Work instructions -> An exact reproduction of all the data is needed, with no images in it.

Content starts

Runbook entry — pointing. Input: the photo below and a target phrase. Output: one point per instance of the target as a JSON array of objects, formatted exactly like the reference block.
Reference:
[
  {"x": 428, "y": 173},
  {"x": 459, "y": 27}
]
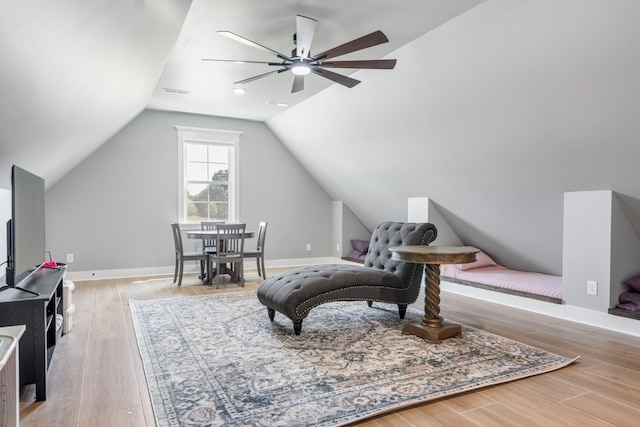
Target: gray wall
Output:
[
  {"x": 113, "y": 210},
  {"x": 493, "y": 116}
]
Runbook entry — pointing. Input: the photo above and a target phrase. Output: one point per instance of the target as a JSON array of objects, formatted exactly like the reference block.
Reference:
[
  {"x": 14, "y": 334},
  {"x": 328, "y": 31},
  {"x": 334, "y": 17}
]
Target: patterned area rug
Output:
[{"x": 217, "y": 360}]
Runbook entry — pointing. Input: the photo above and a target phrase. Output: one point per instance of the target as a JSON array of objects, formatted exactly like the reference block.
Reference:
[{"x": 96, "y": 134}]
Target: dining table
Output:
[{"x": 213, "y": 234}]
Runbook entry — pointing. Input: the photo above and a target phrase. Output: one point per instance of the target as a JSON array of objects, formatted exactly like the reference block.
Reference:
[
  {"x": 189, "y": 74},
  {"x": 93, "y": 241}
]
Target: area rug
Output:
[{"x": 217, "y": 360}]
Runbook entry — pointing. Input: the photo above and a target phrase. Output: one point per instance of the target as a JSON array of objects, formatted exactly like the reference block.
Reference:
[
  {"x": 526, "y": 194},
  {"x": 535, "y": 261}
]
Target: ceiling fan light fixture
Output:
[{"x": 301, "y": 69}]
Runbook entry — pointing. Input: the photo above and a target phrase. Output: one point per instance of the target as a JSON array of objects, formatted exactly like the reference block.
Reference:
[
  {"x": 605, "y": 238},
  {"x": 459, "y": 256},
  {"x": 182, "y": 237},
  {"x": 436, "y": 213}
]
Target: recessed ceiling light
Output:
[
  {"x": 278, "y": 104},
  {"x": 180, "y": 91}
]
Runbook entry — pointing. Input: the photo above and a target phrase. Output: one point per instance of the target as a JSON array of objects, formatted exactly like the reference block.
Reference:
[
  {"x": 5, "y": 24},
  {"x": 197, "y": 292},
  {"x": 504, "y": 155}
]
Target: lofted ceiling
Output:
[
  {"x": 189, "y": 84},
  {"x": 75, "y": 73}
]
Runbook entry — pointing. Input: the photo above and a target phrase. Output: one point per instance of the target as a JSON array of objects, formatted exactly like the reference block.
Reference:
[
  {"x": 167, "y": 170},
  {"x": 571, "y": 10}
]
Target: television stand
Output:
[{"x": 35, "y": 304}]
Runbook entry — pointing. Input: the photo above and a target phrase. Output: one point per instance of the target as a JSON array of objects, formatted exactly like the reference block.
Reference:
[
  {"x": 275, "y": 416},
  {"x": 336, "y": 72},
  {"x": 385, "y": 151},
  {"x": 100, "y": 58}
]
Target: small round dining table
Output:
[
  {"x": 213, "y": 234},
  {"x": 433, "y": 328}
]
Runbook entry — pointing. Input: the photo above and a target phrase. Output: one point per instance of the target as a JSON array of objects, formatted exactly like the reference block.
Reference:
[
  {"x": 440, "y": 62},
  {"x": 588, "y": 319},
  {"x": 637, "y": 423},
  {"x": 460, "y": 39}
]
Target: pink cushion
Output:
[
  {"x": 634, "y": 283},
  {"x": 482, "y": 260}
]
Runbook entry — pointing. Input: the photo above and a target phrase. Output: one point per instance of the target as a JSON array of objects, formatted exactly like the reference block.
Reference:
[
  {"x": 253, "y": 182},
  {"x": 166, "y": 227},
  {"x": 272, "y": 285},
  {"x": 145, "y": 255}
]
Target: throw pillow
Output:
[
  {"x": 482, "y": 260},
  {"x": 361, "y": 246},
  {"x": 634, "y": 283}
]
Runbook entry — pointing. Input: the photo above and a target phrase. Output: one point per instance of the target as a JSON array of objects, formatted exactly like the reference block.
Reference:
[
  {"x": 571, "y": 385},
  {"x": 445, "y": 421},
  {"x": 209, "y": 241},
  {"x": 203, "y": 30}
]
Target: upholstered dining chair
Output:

Content ends

Answer to the exercise ->
Runbook entry — pointing. Input: the photo below and a target phrase. Output: one point per instance of the target as a JSON array of objects, formatted exactly like the reference block.
Reference:
[
  {"x": 428, "y": 173},
  {"x": 459, "y": 27}
]
Target: gray wall
Output:
[
  {"x": 113, "y": 210},
  {"x": 493, "y": 116}
]
Runbook entry — pointing. Input: the photo above and a target phrase. Output: one point per instance of the target as a JSON array of objects, formatted exactly like the reference block.
Reference:
[
  {"x": 14, "y": 334},
  {"x": 328, "y": 31},
  {"x": 334, "y": 17}
]
Target: patterned area rug
Output:
[{"x": 217, "y": 360}]
Runbook entry — pointing. Input: the photo above and a target phrase. Output: one point per instance of the target as a JSON array of objects, formatted exactly like the reference block.
Reference:
[{"x": 96, "y": 134}]
Target: dining table
Output:
[{"x": 213, "y": 234}]
Runbook entry — pointing. Input: the photo above and a target phrase. Output: one point per instance of the target as a JSON array of objects, formatted exactly like the reference block.
Reference:
[
  {"x": 189, "y": 74},
  {"x": 93, "y": 241}
]
Target: area rug
Output:
[{"x": 217, "y": 360}]
Runbook entry — pointing. Input: the photo above and a target phrase. Output: one point per instance of the target as a JSON array of objects, formatted exactly like the reference block.
Reference:
[
  {"x": 526, "y": 194},
  {"x": 535, "y": 261}
]
Target: ceiling fan light fixture
Output:
[{"x": 301, "y": 69}]
Runbook entry — pointing. Input: the photo above and a target phrase. Output: one point per instance of the target as a JSON array of objects, formatted exactly like the reference block.
Reference:
[
  {"x": 605, "y": 238},
  {"x": 459, "y": 256},
  {"x": 182, "y": 237},
  {"x": 436, "y": 213}
]
Target: recessed ceiling light
Output:
[
  {"x": 278, "y": 104},
  {"x": 180, "y": 91}
]
Runbook entry — pointing. Input: the photo above and a target phrase. Output: one point per instance of the target as a JSON array of objects, formatted exactly like the reference block.
Reference:
[
  {"x": 5, "y": 24},
  {"x": 197, "y": 292},
  {"x": 504, "y": 155}
]
Target: lofted ceiling
Output:
[
  {"x": 189, "y": 84},
  {"x": 75, "y": 73}
]
Runbook entry — pointing. Input: the photo above and a target phrase. Output: one point per instance of the target as a JSON array of objects, formatted exactly like the reference block.
Reference:
[
  {"x": 167, "y": 170},
  {"x": 571, "y": 10}
]
Target: television stand
Output:
[{"x": 35, "y": 304}]
Runbook entry — pointing. Input: the photo above and a target phrase. Output: one point per instance of the target as a JSON array of objects, formatted exactly like the reference block.
Reference:
[
  {"x": 275, "y": 416},
  {"x": 336, "y": 72},
  {"x": 385, "y": 151},
  {"x": 100, "y": 58}
]
Target: small round dining table
Output:
[
  {"x": 213, "y": 234},
  {"x": 433, "y": 328}
]
Runbook entry — pointing. Input: the photo above and a target phrase. Output: one point per instance of the target as a JSON array of objects, formatted exactly like the reference block.
Reference:
[
  {"x": 440, "y": 62},
  {"x": 588, "y": 319},
  {"x": 637, "y": 423},
  {"x": 460, "y": 39}
]
Target: pink cushion
Output:
[
  {"x": 634, "y": 283},
  {"x": 482, "y": 260}
]
Runbook entry — pointing. Input: the photo above and a target phrase. Output: one point per instance of the target as a JSON array of objects, formatted exactly like the reference block.
Reference:
[
  {"x": 253, "y": 182},
  {"x": 166, "y": 227},
  {"x": 272, "y": 285},
  {"x": 145, "y": 255}
]
Target: throw pillow
Output:
[
  {"x": 482, "y": 260},
  {"x": 361, "y": 246},
  {"x": 634, "y": 283}
]
Runbook entry — pointing. Input: the photo above and a target phrase. Output: one point per instance of the target as a JSON array of objects, formatted exactly like the reference block.
Reference:
[
  {"x": 571, "y": 385},
  {"x": 445, "y": 421},
  {"x": 209, "y": 241},
  {"x": 203, "y": 30}
]
Target: upholstered dining chair
Output:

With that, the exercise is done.